§ Passage for review

——————

Machines talking to machines

Data access tools have become a value-added service, providing clients the right tools to extract the information themselves in real-time and in a more personalised manner. To facilitate this, machine learning could be the technology of choice.

Panjwani explains Citi is currently piloting the use of new technologies such as chatbots and natural language processing (NLP) for securities services, allowing clients to get query responses much quicker than calling someone.

While chatbots can be utilised to answer fundamental questions, NLP can be deployed as a service to utilise search history and patterns based on the client. In order to do this, custodians will have to get as much machine learning into that system as they can and build those future response capabilities within the API. 

BNY Mellon’s Todd also believes machine learning and NLP would be ideally suited to facilitate self-servicing. “For NLP, machines are talking to machines, and for the unstructured data it can become very valuable as you can take this info on scale, look at the history, real-time info, and begin to automate that. This could be for targeted info for the client, or translating an individual request into an active issue to look at. These are becoming more ubiquitous and more useful for self-servicing.”

——————

§ Supplied material
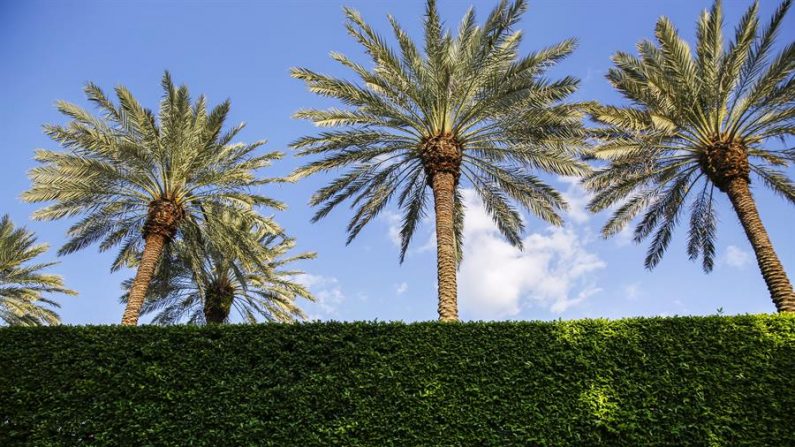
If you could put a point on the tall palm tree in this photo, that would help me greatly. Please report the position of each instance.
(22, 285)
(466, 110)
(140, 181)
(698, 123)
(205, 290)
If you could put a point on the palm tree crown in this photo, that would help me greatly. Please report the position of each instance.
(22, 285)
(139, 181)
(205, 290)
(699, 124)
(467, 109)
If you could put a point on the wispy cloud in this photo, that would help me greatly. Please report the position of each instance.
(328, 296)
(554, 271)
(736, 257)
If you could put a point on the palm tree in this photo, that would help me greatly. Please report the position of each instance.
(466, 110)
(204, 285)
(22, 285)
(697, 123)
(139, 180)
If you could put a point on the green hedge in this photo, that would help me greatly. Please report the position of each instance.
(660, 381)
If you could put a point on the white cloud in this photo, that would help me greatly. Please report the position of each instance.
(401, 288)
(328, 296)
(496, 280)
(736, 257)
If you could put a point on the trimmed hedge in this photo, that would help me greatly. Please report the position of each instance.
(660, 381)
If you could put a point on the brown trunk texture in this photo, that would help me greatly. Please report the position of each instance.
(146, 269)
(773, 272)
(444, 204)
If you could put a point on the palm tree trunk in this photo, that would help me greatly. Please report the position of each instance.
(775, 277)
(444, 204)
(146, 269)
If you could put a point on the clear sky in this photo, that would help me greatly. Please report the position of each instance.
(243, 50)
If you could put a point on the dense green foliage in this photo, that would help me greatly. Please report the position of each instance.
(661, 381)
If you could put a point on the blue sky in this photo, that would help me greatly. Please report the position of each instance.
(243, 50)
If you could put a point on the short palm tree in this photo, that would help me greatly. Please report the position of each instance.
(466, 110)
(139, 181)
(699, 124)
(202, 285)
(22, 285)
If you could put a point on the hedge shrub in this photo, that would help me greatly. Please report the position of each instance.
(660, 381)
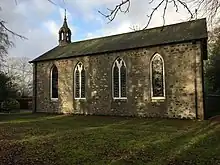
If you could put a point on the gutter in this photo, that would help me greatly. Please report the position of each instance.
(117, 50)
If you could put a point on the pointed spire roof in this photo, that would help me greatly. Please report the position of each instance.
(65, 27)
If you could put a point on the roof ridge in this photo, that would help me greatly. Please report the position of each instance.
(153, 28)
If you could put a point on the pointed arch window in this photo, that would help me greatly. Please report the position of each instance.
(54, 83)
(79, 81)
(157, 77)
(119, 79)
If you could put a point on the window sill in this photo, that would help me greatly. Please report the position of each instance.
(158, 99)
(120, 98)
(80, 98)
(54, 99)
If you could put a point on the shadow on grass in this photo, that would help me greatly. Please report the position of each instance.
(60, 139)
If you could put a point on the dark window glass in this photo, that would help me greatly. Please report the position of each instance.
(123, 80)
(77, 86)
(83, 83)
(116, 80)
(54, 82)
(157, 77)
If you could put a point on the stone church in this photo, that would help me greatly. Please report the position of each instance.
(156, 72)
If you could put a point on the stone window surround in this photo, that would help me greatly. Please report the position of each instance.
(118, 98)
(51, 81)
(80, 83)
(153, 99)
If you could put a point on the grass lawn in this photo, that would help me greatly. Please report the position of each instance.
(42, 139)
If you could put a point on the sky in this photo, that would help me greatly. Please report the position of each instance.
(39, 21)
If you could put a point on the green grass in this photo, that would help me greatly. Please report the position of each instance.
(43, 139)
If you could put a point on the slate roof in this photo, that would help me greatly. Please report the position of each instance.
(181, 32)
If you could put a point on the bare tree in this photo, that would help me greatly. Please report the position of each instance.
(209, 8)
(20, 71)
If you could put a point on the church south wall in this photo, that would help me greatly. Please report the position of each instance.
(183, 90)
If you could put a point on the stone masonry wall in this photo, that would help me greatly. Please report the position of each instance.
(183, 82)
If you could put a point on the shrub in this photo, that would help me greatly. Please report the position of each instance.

——————

§ Activity
In the piece titled "Machines talking to machines," which new technologies does Citi say it is piloting for securities services?

§ Exercise response
Chatbots and natural language processing (NLP).